- **TASK TO COMPLETE**
Restate the data below word for word. Skip any images it contains.

Records from a dataset
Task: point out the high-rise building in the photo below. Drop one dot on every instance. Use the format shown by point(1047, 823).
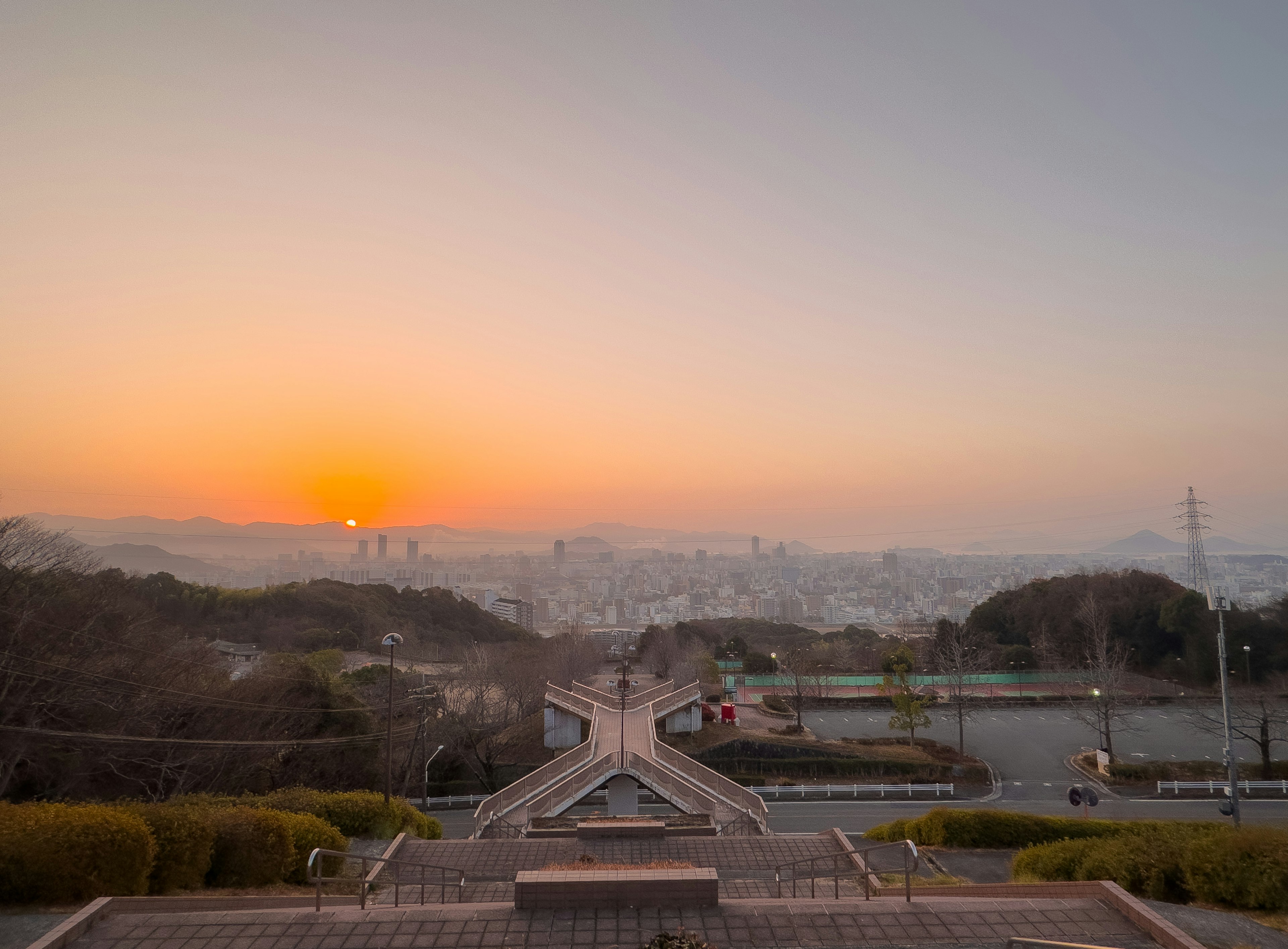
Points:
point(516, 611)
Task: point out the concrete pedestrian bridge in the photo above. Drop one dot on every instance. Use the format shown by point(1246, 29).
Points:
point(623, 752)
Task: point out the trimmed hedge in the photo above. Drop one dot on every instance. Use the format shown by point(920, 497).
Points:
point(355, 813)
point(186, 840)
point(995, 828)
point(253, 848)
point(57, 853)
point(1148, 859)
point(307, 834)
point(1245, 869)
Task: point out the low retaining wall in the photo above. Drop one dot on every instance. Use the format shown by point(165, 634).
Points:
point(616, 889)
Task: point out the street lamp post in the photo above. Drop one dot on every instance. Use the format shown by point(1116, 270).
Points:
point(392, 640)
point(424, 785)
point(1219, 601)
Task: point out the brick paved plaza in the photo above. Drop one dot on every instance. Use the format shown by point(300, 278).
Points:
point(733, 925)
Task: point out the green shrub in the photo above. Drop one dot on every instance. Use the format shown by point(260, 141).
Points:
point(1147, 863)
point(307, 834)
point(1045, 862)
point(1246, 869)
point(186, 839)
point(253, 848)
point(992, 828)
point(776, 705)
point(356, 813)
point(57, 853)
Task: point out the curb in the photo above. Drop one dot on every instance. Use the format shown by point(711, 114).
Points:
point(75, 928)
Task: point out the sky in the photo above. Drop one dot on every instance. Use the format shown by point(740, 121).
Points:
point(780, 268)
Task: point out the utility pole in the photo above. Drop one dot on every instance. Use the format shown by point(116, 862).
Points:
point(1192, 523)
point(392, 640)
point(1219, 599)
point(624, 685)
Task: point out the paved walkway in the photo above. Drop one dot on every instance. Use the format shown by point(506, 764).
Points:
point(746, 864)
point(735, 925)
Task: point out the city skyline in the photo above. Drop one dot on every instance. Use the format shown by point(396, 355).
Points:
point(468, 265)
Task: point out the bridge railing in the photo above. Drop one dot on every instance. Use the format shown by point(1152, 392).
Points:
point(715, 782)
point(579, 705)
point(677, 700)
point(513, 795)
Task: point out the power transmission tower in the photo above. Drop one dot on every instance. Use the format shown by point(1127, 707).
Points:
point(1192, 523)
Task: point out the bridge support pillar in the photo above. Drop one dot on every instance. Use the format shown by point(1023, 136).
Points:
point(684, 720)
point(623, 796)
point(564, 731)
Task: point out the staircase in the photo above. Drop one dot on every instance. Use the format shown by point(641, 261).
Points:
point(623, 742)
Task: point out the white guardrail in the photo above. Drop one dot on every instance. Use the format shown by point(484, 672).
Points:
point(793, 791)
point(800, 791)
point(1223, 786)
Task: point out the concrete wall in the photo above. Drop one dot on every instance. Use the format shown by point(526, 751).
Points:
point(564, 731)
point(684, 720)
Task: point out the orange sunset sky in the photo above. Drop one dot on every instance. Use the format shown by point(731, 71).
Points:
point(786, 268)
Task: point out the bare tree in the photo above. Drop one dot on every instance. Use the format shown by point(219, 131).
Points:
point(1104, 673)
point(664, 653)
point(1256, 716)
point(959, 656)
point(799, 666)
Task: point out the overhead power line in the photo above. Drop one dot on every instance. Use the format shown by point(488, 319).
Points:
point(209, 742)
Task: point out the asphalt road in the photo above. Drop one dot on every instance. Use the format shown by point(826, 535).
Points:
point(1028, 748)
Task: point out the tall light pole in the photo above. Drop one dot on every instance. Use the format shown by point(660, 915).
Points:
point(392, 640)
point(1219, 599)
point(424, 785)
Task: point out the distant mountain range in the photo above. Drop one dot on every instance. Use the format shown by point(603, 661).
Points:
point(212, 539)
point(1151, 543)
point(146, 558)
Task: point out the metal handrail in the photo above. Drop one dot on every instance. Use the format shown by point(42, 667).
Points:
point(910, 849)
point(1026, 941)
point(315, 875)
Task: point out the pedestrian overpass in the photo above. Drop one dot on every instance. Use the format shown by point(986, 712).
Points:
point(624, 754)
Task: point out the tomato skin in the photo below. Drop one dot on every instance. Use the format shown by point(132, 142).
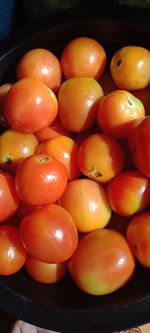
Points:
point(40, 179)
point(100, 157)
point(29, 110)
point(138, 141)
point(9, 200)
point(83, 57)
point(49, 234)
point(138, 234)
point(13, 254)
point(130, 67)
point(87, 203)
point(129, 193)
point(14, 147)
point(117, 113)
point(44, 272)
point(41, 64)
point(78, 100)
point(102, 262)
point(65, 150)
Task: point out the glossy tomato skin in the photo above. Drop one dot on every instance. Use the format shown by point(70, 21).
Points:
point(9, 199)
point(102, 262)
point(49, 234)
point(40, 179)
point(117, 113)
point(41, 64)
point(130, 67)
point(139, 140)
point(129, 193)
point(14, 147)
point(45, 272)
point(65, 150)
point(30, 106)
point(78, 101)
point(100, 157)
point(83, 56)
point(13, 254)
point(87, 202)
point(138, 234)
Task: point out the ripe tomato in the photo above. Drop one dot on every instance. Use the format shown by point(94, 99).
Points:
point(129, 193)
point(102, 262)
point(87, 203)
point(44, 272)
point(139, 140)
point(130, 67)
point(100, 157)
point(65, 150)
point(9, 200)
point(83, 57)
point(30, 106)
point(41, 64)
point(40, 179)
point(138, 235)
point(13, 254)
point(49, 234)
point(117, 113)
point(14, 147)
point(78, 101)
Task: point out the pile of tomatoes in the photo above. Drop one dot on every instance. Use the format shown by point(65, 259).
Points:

- **ANSWER SECTION**
Task: point out the high-rise building in the photo below. Drop one dot on every instance. Use the format shown by point(1047, 823).
Points:
point(516, 611)
Task: point out the concrete pedestrian bridge in the photo above. Drop one dot on every instance. Use the format shown by point(1246, 29).
Points:
point(623, 752)
Task: point out the trimmed hedge in the photo above. Drop one dot on every instance. Use the format shown by point(920, 497).
Points:
point(355, 813)
point(186, 840)
point(995, 828)
point(253, 848)
point(57, 853)
point(1148, 859)
point(307, 834)
point(1245, 869)
Task: point out the low retaining wall in the photo above. Drop one dot on every instance. Use the format shown by point(165, 634).
Points:
point(616, 889)
Task: point out the street lamp post in the photo above. Drop one dot on every instance. Use the format shown by point(1116, 270).
Points:
point(392, 640)
point(424, 785)
point(1219, 601)
Task: point out the brick paved plaza in the photo above. Drop one dot on every instance. Use the format shown by point(300, 278).
Points:
point(733, 925)
Task: point out the green shrub in the photo above. Drop one dot on every instance. Use the format shown by point(260, 141).
Points:
point(1147, 863)
point(307, 834)
point(1045, 862)
point(1246, 869)
point(186, 839)
point(253, 848)
point(992, 828)
point(776, 705)
point(356, 813)
point(57, 853)
Task: point out the curb in the photo above. Drop one dot on every instance. Use the format shown by point(711, 114).
Points:
point(75, 928)
Task: point out the sky in the photo above. Drop one dot on every instance. Use the format shown by point(740, 121).
Points:
point(780, 268)
Task: point out the utility pole in the photo above. Drop one dot on every instance. Use the format shown by point(116, 862).
Points:
point(1192, 523)
point(392, 640)
point(1219, 599)
point(624, 685)
Task: point out the paved walkway in the photo above. Drop one dot on every instance. Use the format shown by point(506, 764).
Points:
point(746, 864)
point(735, 925)
Task: point out the city skyline in the photo above. Drop one dot on every instance. Use the format shown by point(396, 355).
Points:
point(468, 265)
Task: point out the bridge railing in the photo above. Drop one dot on every instance. Use the format shown by point(1152, 392).
Points:
point(715, 782)
point(579, 705)
point(677, 700)
point(513, 795)
Task: point out the power transmission tower in the photo above. Drop one dot on every instance. Use the format shown by point(1127, 707).
Points:
point(1192, 523)
Task: point out the bridge support pillar in the photo above. Drop one dot on every instance. Use the format shown by point(1023, 136).
Points:
point(684, 720)
point(623, 796)
point(564, 731)
Task: point out the staircase in the photo above. Drop one dot on every instance. Use the format shown by point(641, 261).
Points:
point(623, 742)
Task: point out the white guardrail in the photo above. Drop one dot on every instance. Use the format shown by point(484, 672).
Points:
point(793, 791)
point(800, 791)
point(1223, 786)
Task: point out the concrete wall in the photo above. Drop one dot on every instance. Use the format shown by point(526, 751).
Points:
point(564, 731)
point(684, 720)
Task: point out the orange sunset sky in the photo above. Drop one dot on every instance. Use the format shown by point(731, 71).
Points:
point(786, 268)
Task: point out the bare tree in the photo above. Drop one dot on every instance. Use the format shown by point(219, 131).
Points:
point(1104, 673)
point(664, 653)
point(1256, 716)
point(959, 656)
point(799, 666)
Task: point out the overhead power line in the photo above. Drop one dot on every instance. Use the format shown by point(488, 319).
Points:
point(209, 742)
Task: point out the asphalt road in the photo above. Drop one dot on every instance. Use the format shown by point(826, 535).
Points:
point(1028, 748)
Task: point out the tall light pole in the photo above. Drop one dot on every instance. Use the format shown by point(660, 915).
Points:
point(392, 640)
point(1219, 599)
point(424, 785)
Task: point out the distant mountain range in the photo above. Drop one dot on every instance. Use the format shown by point(603, 661).
Points:
point(212, 539)
point(1151, 543)
point(146, 558)
Task: point out the metal handrail in the photo above. Drop one dot on every instance. Use the format shown by point(42, 667).
Points:
point(910, 849)
point(1026, 941)
point(315, 875)
Task: point out the pedestrian overpass in the photo above. Drop one dot on every instance. Use the format shown by point(986, 712).
Points:
point(624, 754)
Task: point out the tomato skin in the photo below. Drop one dot on every instance. Use the format shown by point(132, 142).
Points:
point(40, 179)
point(100, 157)
point(29, 110)
point(138, 141)
point(9, 200)
point(83, 57)
point(49, 234)
point(138, 234)
point(13, 254)
point(130, 67)
point(87, 203)
point(129, 193)
point(14, 147)
point(117, 113)
point(44, 272)
point(41, 64)
point(78, 100)
point(102, 262)
point(65, 150)
Task: point out the glossy tomato skin in the photo above. Drop one dot on every instance. Use the format shown by point(70, 21).
Points:
point(9, 199)
point(102, 262)
point(49, 234)
point(40, 179)
point(117, 113)
point(41, 64)
point(130, 67)
point(139, 140)
point(129, 193)
point(14, 147)
point(45, 272)
point(65, 150)
point(30, 106)
point(78, 101)
point(100, 157)
point(83, 56)
point(13, 254)
point(87, 202)
point(138, 234)
Task: point out the ripe tomato in the photo above. Drop one dot on every instance. Use the format shown by point(94, 99).
Points:
point(129, 193)
point(102, 262)
point(87, 203)
point(44, 272)
point(139, 140)
point(130, 67)
point(100, 157)
point(65, 150)
point(9, 200)
point(83, 57)
point(30, 106)
point(41, 64)
point(40, 179)
point(138, 235)
point(13, 254)
point(49, 234)
point(117, 113)
point(14, 147)
point(78, 101)
Task: point out the pile of tomatoes in the photo above. Drop one dot on every instance. Use the format shown by point(65, 259).
Points:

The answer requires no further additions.